__ЧТО СДЕЛАТЬ__
1) Какие два чиновника названы в тексте о колонате и «Утопии» ответственными за соблюдение арендных договоров в эпоху I Вавилонской династии?
2) Напишите продолжение текста о колонате и «Утопии» после его последнего предложения.

__ТЕКСТ ДЛЯ ЧТЕНИЯ__
◆ ◆ ◆

Обнаруженная Фихманом в оксиринхской документации экономическая заинтересованность с обеих сторон – и колона (держателя) и землевладельца – в сохранении колонатных отношений, гарантирующих крупному землевладельцу наследственное прикрепление колонов к имению, а колонам – прочность держания. Бегство и укрывательство колонов сурово наказывалось, что предписывалось государством в резких выражениях, нашла отражение в художественно сконструированной реальности Т. Мора, где граждане состояли в определенных экономически-договорных отношениях с работодателем, которые предусматривали соблюдение своего рода архетипического КЗоТа, нарушения которого каралось правителем Утопии, вплоть до погружения в рабское состояние (С.65).

По мнению Фихмана, колон превращался в работника, зависимого от крупного имения, в человека «худшего» статуса, и что само по себе, как степень «негативности» восприятия человека и гражданина, то есть человека «худшего» статуса, признавалось самим государством, осознавалось самим колоном, а также могло изменяться в сторону «ухудшения» самим господином в зависимости от уровня его политического и экономического могущества. Это непрописанное «рабство», но закрепление-прикрепление к земле, а вместе с тем и к ее собственнику (нечто схожее с крепостной зависимостью крестьян на Руси), когда право и обязанность господина продавать его вместе с землей, распоряжаться судьбой его семьи, не позволяло считать колона фактически свободным. Именно к этому факту экономической зависимости отсылает пассаж из «Утопии», где оговаривается способ передвижения утопийцев, который скорее является свидетельством отсутствия в государстве Утопа свободы как таковой, поскольку существующий закон строгой регламентации трудовой повинности предписывал гражданам, находящимся даже в краткой и разрешенной самим правителем поездке, то есть во временном «откреплении» от земельного надела, зарегистрироваться по месту пребывания и отработать положенные трудочасы своего ремесла, иначе те могли не получить дневного пропитания.

При этом существует достаточно сложная дифференциация труда: земледелие, животноводство, различные ремесла, строительство (дорог и градостроительство), ткачество, торговля, разветвленная сеть обслуживающего персонала, – из чего можно предположить, что перед нами обычное государство со сложной инфраструктурой, которое работает как хорошо налаженный механизм благодаря всеобщему и обязательному труду без скидок на сословие: все граждане и неграждане исполняют трудовую и военную повинность. Причем заметим, в Утопии существует фискальный орган службы надзора, что следит за уклонением от работ, и система наказаний от порицания до отправления в рабство. В эпоху предпоследних царей I Вавилонской династии (1894-1595 гг. до н. э.) существовала система хозяйственно-учетных обязанностей в рамках государственной службы, которая предусматривала ответственность делопроизводителя за учет служебных наделов, соблюдение арендных договоров парой чиновников: варкума (eger) и земельного регистратора (sal2-du5), которые вероятно выступали представителями царской администрации, осуществляя надзор за обработкой земли, следя за составлением купчих на землю, а также за передачей в собственность земельных наделов, о чем свидетельствует просопографический анализ корпуса документов из старовавилонских городов Дильбата и Куннума, предпринятый С. Г. Кошурниковым, а также просопографический анализ контрактов Варад-Ташметума, дающих многочисленные примеры арендных договоров и купчих: от земли до рабыни и коровы.

◆ ◆ ◆

__ЗАПИСАННЫЕ ДАННЫЕ__
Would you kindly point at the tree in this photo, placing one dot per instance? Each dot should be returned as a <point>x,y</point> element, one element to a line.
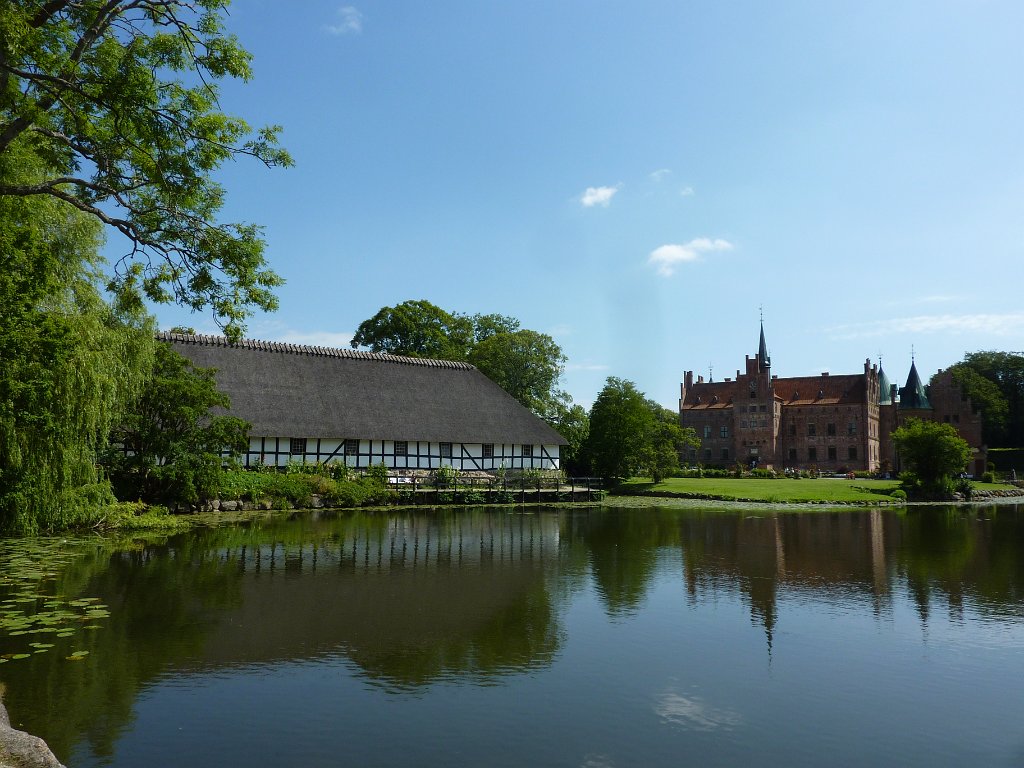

◆ ◆ ◆

__ОТВЕТЫ К ЗАДАНИЯМ__
1) Варкум (eger) и земельный регистратор (sal2-du5).

2)
 

Изотропия войны

Если бы Мор не написал свою «Утопию» – ее надо было бы выдумать, но за него это сделали бы иначе другие, для которых вопрос цензуры и цензуры исторической памяти стоял выше истинных событий и реальных фактов. Судя по тексту, автор предпочитал не погрешить, поскольку какими-то далеко не «блаженными», не отрешенными счастливыми коммунарами в своем заявленном равноправии предстают со страниц «Утопии» граждане государства, которое принято считать скорее мифическим, чем действительно существовавшим, ибо его описания так пугающе естественны, что принимать их следует за рассказы о туземцах, что оказалось предпочтительнее в эпоху становления и расцвета абсолютизма в Европе, когда любые способы правления, отличные от монархического (а в «Утопии» выдвигался демократический принцип устройства на основе индивидуальной свободы при равноправии каждого перед законом), отвергались по причине их…утопичности, то есть нереальности.

Как мы могли заметить выше, абсолютно равных и равноправных сограждан в государстве Утопа не наблюдалось: и свободные от общественных работ священники и люди науки, и зависимые от своих пороков рабы, и арендаторы-земледельцы, удерживаемые на своих колонах, и ремесленники, и воины, и наемники. Вот рассказ о последних, как нельзя ярче и убедительнее, поможет утвердиться в мысли, что до совершенства этому государству очень далеко. После того как Мором был обрисован судебно-юридический костяк отношений утопийцев, читателю предлагается ознакомиться, видимо в качестве развлекательной части путеводителя, разделом «О военном деле».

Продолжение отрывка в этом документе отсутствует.